--- Stated task ---
Copy the listing below word for word, starting at its first line and continuing through the line that contains "Now the red", including that line.

--- Material ---

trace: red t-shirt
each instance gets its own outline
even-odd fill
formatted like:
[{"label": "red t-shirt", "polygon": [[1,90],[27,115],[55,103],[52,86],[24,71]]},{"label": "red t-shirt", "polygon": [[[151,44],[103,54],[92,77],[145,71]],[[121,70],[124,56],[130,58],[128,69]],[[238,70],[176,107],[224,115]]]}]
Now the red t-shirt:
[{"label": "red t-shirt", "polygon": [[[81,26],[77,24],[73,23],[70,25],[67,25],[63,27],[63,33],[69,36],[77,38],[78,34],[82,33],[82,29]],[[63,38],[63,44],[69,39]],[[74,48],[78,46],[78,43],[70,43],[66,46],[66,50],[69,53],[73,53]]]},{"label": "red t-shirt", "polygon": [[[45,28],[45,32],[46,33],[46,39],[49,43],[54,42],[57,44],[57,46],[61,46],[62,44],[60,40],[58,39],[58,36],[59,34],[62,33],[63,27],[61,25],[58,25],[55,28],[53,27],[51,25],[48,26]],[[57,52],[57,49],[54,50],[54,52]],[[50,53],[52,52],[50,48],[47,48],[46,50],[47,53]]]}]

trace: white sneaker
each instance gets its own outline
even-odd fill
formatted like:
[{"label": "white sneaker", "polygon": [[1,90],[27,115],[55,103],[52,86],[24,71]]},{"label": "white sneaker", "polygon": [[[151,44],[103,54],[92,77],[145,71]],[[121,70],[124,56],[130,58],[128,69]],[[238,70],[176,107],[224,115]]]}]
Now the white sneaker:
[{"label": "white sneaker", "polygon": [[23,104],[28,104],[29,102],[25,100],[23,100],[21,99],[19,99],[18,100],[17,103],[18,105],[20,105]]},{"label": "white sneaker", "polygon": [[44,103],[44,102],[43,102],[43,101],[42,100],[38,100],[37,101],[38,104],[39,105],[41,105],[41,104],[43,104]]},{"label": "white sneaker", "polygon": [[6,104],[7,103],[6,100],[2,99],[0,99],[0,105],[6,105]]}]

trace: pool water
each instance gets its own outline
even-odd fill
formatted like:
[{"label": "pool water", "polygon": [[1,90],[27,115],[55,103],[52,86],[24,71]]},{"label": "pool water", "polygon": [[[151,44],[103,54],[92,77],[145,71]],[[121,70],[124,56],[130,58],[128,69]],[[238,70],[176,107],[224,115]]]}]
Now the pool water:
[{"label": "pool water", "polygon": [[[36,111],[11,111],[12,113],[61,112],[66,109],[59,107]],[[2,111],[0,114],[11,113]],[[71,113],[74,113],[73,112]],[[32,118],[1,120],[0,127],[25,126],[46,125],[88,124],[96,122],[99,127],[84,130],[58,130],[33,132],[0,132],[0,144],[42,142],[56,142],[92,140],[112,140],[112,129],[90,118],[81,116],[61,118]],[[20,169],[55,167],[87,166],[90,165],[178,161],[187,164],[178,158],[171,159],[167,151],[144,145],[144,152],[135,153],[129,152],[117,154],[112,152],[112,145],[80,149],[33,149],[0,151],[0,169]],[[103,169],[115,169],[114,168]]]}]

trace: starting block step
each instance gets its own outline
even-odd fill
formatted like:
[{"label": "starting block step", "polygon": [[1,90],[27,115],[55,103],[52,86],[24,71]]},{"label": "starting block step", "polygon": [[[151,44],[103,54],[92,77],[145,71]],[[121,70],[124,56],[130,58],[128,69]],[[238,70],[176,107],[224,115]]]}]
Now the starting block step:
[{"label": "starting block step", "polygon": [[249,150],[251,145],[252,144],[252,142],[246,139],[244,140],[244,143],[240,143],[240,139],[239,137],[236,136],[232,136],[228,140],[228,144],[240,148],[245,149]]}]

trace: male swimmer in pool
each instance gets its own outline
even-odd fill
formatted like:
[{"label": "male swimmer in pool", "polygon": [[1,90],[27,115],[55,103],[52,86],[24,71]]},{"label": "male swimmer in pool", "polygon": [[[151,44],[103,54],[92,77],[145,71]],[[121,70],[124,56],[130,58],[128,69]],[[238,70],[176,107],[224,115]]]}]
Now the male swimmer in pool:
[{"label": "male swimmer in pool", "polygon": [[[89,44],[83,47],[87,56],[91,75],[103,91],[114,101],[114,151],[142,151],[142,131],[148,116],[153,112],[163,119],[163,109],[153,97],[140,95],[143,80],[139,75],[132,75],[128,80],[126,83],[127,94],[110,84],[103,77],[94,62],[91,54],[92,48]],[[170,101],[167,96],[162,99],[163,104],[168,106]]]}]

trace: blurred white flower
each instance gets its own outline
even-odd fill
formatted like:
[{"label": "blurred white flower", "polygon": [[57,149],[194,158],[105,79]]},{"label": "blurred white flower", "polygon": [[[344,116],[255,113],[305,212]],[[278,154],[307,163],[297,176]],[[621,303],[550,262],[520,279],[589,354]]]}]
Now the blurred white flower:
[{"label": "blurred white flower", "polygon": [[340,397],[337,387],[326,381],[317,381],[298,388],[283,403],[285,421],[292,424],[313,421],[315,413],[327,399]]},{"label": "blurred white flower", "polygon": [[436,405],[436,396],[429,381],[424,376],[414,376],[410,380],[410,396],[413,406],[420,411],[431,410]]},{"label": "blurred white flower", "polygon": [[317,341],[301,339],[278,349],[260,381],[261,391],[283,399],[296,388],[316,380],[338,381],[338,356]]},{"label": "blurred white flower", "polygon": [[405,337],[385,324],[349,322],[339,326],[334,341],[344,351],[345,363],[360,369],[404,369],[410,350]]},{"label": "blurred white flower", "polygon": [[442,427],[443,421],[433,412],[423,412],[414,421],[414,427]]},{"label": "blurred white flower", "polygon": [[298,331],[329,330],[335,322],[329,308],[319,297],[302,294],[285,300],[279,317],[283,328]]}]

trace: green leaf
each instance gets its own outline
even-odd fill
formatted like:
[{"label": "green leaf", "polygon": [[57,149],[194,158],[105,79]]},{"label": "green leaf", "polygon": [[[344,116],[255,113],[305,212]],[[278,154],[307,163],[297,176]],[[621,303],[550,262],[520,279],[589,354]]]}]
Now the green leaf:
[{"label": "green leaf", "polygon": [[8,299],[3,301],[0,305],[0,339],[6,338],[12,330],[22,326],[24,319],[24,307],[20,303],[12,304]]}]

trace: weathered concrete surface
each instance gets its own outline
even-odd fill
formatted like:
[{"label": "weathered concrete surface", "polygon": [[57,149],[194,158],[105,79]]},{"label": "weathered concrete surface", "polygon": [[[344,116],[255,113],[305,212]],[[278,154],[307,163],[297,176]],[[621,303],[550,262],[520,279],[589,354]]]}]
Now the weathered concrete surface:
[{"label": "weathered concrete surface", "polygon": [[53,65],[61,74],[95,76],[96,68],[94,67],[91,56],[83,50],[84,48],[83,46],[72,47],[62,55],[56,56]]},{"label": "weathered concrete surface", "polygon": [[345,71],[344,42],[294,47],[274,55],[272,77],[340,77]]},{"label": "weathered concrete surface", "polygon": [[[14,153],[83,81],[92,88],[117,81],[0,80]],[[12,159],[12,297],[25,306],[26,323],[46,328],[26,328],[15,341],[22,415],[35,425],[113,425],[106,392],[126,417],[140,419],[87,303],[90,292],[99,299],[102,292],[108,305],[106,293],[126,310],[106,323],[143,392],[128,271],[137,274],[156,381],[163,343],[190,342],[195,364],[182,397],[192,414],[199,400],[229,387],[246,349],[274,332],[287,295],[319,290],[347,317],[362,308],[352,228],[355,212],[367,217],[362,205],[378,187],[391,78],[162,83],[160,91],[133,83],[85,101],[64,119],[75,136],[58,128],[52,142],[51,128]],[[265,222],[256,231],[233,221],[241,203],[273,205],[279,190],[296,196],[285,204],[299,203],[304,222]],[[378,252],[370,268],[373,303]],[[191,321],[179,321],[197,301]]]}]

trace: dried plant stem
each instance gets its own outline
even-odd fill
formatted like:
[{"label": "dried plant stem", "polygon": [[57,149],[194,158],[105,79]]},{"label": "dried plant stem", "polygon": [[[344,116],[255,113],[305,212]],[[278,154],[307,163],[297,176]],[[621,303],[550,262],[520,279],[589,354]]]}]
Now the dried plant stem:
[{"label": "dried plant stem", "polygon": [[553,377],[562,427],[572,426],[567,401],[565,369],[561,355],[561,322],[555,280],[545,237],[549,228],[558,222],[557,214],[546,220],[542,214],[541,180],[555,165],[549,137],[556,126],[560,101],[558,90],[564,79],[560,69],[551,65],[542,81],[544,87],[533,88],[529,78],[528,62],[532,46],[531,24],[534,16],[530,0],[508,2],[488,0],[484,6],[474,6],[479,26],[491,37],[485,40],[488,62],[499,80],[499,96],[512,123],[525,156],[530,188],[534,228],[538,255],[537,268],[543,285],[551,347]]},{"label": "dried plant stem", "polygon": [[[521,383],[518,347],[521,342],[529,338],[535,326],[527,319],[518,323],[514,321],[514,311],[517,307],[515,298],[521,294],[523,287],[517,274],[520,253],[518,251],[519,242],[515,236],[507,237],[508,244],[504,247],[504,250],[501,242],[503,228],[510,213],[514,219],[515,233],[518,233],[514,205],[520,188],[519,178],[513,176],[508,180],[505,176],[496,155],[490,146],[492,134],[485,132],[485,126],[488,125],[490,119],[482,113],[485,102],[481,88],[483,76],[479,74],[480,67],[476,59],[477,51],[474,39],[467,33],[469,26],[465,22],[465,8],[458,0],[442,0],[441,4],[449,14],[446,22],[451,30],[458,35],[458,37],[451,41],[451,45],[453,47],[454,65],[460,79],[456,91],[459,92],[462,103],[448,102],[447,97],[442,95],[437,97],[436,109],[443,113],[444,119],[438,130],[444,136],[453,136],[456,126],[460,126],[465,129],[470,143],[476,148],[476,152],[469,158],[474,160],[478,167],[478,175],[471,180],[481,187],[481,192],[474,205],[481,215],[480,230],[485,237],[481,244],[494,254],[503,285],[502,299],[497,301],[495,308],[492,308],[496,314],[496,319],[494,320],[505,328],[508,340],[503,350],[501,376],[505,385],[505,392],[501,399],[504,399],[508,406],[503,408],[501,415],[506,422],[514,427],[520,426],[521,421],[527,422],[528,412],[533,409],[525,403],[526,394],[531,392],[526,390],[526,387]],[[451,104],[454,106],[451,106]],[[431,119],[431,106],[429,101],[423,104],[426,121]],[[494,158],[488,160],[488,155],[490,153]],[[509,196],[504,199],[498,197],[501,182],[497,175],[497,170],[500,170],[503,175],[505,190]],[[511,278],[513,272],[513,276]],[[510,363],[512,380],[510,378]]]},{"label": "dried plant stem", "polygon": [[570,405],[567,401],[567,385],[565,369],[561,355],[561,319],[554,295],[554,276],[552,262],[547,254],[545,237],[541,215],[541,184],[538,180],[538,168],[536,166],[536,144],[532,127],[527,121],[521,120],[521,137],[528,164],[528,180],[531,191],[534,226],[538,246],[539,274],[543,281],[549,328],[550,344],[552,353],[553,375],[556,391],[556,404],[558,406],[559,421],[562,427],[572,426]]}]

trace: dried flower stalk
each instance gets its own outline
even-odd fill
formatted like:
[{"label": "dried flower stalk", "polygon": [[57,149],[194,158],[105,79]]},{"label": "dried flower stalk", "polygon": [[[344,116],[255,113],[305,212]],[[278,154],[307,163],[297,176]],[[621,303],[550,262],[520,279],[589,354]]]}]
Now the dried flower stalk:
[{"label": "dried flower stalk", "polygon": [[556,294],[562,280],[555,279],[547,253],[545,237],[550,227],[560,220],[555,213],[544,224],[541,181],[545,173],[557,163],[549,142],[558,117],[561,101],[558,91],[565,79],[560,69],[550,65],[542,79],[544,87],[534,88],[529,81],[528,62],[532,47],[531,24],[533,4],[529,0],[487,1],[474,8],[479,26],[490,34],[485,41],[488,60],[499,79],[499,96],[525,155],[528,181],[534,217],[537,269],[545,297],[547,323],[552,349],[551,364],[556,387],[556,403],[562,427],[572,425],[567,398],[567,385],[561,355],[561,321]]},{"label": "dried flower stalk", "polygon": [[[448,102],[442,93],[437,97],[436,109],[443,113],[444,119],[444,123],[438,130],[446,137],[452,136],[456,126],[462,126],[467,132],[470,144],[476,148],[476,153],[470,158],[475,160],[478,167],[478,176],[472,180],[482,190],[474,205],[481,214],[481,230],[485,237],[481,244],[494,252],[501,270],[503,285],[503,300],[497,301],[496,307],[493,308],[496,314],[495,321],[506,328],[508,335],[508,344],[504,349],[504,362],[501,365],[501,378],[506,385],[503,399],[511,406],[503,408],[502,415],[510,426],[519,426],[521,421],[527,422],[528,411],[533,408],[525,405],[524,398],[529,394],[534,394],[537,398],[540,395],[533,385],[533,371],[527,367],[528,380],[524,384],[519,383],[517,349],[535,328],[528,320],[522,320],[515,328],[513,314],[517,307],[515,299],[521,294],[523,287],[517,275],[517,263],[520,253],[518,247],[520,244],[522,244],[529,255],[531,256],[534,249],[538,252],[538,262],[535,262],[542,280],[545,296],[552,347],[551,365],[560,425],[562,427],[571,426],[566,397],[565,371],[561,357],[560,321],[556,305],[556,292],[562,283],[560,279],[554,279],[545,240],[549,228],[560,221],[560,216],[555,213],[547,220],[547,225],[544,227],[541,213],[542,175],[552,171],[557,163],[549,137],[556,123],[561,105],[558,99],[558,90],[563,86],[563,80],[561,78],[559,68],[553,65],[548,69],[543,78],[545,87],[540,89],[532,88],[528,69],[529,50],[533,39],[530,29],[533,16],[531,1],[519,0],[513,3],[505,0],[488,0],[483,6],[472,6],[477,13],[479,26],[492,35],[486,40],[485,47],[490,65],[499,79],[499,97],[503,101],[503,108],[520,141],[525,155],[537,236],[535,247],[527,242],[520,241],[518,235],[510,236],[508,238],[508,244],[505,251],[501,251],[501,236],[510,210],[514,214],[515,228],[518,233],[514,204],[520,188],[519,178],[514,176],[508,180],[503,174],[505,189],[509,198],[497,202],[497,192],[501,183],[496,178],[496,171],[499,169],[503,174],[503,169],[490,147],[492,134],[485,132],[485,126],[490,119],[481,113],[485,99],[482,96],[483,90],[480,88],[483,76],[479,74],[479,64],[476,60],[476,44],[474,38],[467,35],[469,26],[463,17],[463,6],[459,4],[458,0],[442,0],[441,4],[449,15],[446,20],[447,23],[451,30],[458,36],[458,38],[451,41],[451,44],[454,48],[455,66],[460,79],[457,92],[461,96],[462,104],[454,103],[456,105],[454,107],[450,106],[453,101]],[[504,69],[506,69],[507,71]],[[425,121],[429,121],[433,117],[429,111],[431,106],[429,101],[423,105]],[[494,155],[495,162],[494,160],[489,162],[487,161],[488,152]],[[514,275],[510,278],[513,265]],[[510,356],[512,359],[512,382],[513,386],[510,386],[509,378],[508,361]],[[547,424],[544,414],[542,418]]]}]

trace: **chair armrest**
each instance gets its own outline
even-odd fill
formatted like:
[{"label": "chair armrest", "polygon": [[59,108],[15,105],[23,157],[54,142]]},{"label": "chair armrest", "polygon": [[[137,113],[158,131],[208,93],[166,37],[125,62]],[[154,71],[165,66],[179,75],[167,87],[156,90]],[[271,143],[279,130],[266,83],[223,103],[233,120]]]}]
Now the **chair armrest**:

--- Written solution ---
trace: red t-shirt
each instance gets its own outline
even-odd fill
formatted like:
[{"label": "red t-shirt", "polygon": [[1,90],[27,115],[55,103],[52,86],[24,71]]},{"label": "red t-shirt", "polygon": [[[151,44],[103,54],[92,77],[145,71]],[[121,70],[124,56],[130,58],[128,69]],[[238,70],[176,107],[224,115]]]}]
Now the red t-shirt:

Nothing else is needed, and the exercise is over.